** begin **
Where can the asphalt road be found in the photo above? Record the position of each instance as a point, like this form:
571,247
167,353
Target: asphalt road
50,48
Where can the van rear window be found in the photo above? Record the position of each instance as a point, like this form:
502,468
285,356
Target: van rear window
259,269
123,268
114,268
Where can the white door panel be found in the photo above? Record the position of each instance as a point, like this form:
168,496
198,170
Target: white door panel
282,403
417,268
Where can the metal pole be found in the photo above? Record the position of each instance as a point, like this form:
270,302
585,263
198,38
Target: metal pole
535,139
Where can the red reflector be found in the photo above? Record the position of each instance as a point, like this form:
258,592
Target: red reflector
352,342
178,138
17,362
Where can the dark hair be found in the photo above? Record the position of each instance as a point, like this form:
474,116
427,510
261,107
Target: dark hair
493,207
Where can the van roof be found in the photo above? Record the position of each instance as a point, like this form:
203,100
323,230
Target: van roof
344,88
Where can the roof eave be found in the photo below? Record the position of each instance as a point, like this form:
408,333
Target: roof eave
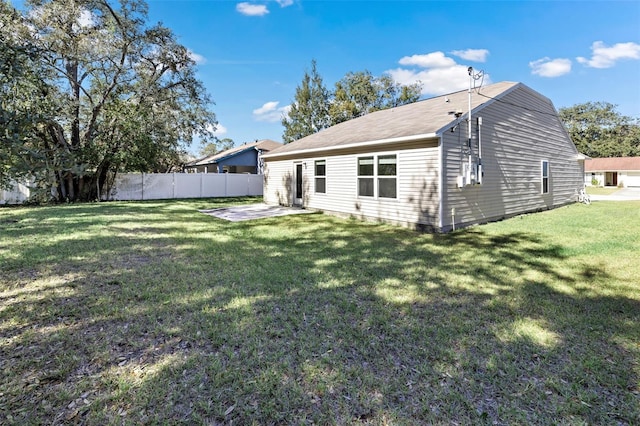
353,145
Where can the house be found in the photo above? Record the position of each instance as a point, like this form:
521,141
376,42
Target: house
615,171
246,158
421,165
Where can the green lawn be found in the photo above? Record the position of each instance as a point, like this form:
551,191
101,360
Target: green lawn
599,190
150,312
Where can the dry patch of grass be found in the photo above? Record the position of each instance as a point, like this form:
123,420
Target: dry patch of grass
145,313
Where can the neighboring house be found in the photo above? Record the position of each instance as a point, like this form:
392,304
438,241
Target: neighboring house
416,165
246,158
614,171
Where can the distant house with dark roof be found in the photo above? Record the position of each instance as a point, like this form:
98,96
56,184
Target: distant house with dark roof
246,158
614,171
454,160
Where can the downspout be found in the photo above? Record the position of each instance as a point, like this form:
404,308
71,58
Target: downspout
441,185
479,177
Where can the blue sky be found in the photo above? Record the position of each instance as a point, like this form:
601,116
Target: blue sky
253,54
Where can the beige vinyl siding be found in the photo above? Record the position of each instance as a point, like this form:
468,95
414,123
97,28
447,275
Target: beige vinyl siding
515,141
278,178
417,184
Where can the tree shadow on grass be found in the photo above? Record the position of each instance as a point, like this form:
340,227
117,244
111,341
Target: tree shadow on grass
318,320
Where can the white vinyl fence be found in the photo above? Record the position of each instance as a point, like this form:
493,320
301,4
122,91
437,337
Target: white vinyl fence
155,186
18,195
136,186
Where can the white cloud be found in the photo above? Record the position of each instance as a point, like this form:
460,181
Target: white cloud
475,55
430,60
197,58
547,67
220,130
437,73
217,129
606,57
270,112
249,9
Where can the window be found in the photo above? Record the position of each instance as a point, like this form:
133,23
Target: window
387,176
320,171
381,170
545,177
365,184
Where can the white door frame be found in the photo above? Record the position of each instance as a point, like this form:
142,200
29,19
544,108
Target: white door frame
297,187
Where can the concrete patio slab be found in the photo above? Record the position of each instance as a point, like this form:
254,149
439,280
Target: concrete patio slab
252,212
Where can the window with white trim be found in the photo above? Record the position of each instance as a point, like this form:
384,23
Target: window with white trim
320,173
377,176
544,177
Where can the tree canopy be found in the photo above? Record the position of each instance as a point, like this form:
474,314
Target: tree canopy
315,107
89,89
599,130
309,111
212,148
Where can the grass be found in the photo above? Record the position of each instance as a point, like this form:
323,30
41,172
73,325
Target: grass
601,190
153,313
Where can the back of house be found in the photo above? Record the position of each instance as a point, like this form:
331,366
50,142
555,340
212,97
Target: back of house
421,165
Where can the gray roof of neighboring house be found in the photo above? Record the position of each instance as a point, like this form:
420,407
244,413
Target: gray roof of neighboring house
263,145
612,164
426,118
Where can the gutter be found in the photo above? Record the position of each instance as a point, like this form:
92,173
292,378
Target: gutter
352,145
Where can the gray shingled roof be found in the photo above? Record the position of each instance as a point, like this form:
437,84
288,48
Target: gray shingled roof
426,117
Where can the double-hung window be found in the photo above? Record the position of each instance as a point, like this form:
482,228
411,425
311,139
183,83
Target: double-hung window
377,176
544,177
320,173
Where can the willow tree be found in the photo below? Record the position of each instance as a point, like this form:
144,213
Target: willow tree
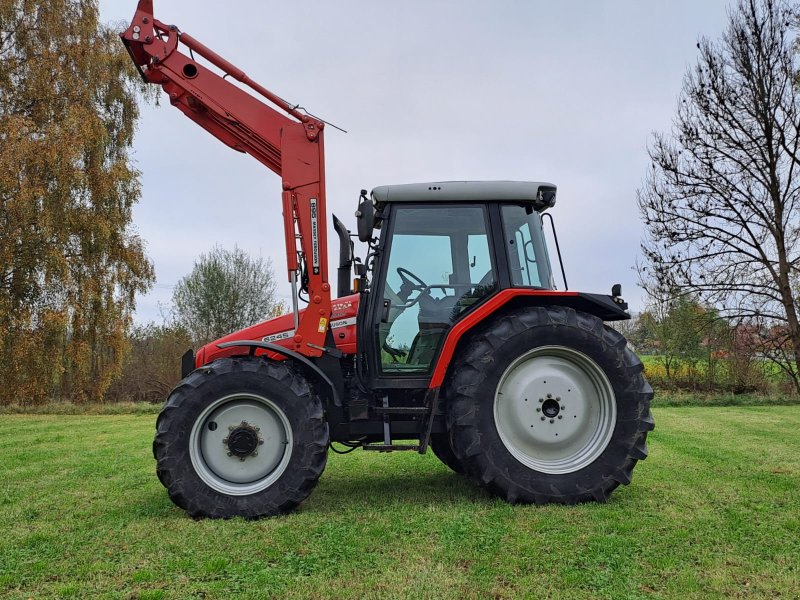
70,262
721,204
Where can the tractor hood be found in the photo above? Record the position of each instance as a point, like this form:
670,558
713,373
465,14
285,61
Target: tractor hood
280,330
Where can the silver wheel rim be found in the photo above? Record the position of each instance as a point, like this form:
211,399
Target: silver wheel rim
555,410
230,473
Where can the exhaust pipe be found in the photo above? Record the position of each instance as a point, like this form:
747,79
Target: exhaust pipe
344,272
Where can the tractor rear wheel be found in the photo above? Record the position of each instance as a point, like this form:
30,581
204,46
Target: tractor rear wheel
549,405
241,437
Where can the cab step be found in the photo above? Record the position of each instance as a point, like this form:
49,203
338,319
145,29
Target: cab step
390,447
402,410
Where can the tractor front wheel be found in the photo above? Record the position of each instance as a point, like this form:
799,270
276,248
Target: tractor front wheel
443,450
241,437
549,405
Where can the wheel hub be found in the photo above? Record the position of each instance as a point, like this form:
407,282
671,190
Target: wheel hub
551,408
243,440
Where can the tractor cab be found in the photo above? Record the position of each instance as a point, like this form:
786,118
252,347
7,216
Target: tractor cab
443,249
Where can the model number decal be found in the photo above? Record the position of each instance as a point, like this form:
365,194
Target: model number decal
343,323
283,335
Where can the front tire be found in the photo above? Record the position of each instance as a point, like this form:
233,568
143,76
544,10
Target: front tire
241,437
549,405
443,450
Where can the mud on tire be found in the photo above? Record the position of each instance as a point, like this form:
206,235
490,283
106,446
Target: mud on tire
484,363
286,392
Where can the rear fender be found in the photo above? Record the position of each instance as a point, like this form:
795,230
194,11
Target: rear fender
599,305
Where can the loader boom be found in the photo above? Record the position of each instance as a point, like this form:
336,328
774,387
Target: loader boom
291,146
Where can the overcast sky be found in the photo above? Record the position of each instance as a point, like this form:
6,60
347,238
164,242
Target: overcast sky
434,90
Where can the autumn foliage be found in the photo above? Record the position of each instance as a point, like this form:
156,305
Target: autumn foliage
70,262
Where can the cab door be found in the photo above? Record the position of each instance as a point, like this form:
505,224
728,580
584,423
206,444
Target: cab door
436,264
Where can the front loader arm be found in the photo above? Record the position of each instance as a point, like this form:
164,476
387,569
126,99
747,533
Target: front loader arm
291,146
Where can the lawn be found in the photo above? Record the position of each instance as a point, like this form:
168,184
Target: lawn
714,512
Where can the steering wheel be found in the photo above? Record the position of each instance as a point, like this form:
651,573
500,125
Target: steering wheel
414,281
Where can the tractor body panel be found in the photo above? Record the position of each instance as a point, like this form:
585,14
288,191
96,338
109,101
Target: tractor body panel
280,330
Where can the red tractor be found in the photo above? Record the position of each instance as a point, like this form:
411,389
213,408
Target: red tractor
451,336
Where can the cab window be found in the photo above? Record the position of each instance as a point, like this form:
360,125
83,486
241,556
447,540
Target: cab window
439,266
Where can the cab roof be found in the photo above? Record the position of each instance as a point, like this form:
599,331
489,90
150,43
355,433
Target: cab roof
541,193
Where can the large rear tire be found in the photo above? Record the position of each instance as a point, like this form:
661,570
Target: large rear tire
443,450
241,437
547,404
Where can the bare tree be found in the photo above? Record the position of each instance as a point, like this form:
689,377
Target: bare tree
721,204
226,291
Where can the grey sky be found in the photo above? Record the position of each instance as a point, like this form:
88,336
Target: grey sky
567,92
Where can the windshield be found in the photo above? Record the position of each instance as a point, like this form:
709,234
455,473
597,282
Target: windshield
527,252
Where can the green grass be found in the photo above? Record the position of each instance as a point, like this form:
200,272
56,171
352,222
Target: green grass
714,512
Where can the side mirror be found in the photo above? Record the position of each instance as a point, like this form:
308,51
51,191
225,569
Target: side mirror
365,217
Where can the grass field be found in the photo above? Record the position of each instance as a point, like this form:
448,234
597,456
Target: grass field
714,512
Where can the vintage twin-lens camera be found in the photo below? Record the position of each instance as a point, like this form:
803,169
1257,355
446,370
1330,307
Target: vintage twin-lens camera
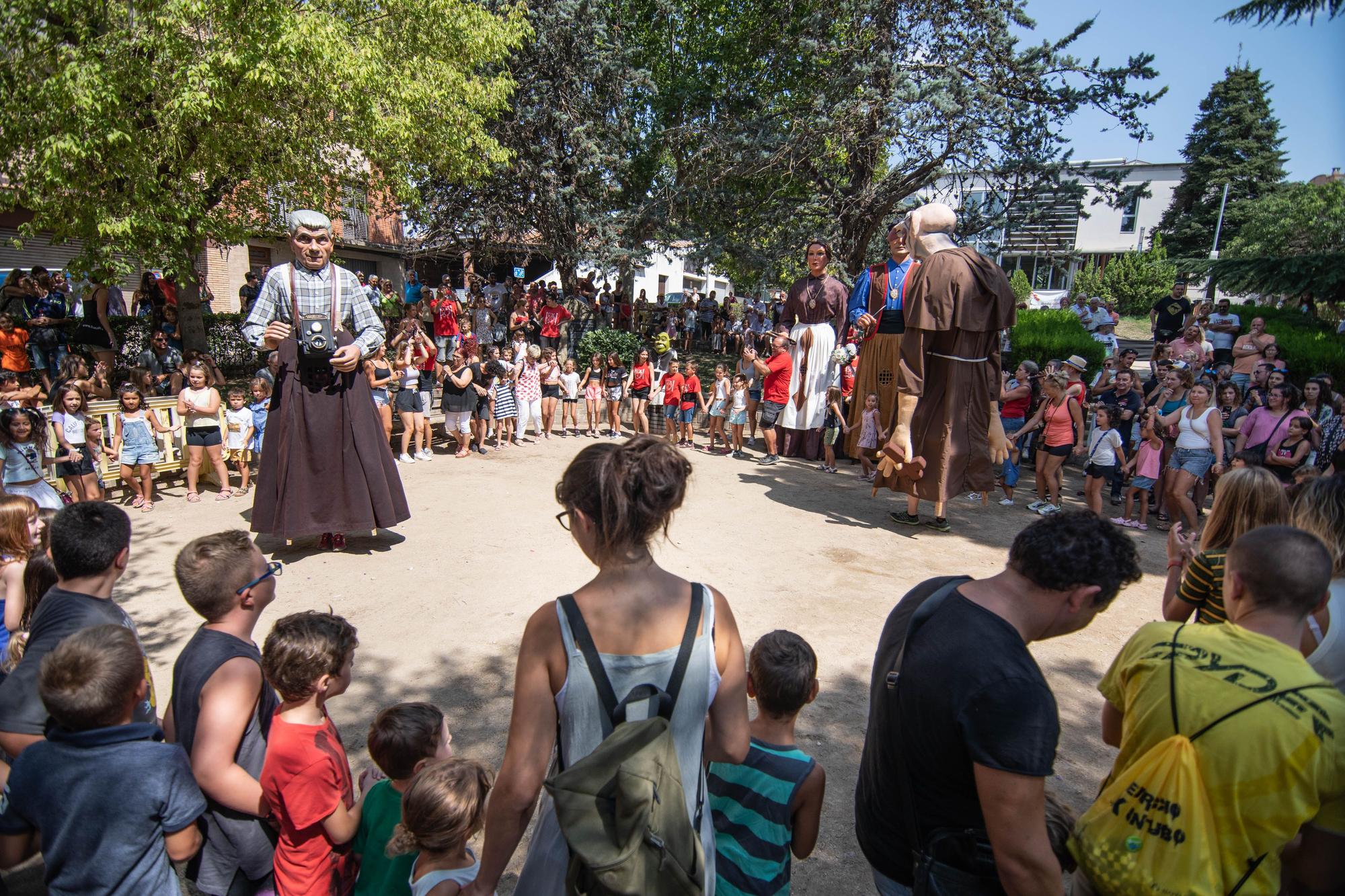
317,341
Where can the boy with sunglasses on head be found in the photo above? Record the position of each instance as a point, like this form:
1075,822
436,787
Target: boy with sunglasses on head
221,708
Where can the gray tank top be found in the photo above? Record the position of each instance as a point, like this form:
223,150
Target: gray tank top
582,731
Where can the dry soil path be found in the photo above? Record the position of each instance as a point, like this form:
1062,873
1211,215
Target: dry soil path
440,604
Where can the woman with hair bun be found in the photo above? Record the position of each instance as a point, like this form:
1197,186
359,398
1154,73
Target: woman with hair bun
615,498
1321,510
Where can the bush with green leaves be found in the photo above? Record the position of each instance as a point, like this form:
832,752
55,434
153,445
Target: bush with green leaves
602,342
1042,335
1089,283
224,342
1139,279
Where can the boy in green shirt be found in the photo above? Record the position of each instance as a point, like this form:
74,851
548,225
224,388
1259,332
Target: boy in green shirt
401,741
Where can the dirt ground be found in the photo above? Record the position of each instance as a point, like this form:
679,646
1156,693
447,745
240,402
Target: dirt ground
442,602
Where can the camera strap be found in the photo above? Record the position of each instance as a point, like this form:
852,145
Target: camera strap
336,303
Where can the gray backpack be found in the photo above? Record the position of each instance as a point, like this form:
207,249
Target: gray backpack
622,809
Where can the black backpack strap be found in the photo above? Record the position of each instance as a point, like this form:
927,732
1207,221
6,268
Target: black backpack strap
927,608
1260,700
584,641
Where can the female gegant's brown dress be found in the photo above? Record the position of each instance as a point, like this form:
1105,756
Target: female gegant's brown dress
957,302
325,464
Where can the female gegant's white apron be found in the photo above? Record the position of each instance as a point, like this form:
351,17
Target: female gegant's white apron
810,374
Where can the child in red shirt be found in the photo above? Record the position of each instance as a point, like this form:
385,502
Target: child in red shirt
672,385
691,399
307,658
** end **
What needs to be done:
Repeat, without change, each line of the data above from the one that contains "Where can the dry soil" through the final line, counting both.

Solution for this problem:
Where can the dry soil path be found in the photo above? Record the position of each instance as a point, like this form:
1062,873
1211,215
Target: dry soil path
440,604
Where can the woman with hair bun be found in the photo above? Record the position of each instance as a point, like this form:
1197,186
359,398
1154,73
Target: woman with hair bun
615,498
1321,510
Where can the bush with green leaves be found in the photo above? Record the position of each instance as a point, like this form:
832,752
55,434
153,445
Target: bush with green leaves
602,342
1042,335
1089,283
224,342
1139,279
Where can the boy in green shirt be found in the photo above? Record the position of each instance as a point, like this form:
74,851
548,225
224,388
1259,332
Target: boy in green shirt
401,741
Where can the dirt ground be found in the photo above? Record the position of each instance as a point, like this form:
679,646
1156,693
447,745
240,402
Target: dirt ground
442,602
Where can the camera strap be found in the photo above? Record the position of each instance as a point, like this form:
852,145
Target: camera strap
336,303
Where can the gray backpack be found in the photo above? Record the position of each instance as a point, like this form:
207,249
Target: gray backpack
622,809
Where can the black backpack strap be found in the photo above? Record the position of each instance as a point, like this form:
927,732
1207,221
6,268
Target: black backpack strap
927,608
1260,700
584,641
Where can the female gegant's brown dress be found in the photo above? Record the position of each instance as a point, like this form:
1105,756
Target: female gegant's brown dress
957,302
325,464
Where can the female gegant's white apron be found in the photo above? Record the position of each instance as a point, like this form:
351,17
Target: female gegant's white apron
810,374
Where can the child in red shirt be found in the photo above? Record the position of each instance as a point, like this form:
385,502
Target: child in red shirt
672,385
691,399
307,658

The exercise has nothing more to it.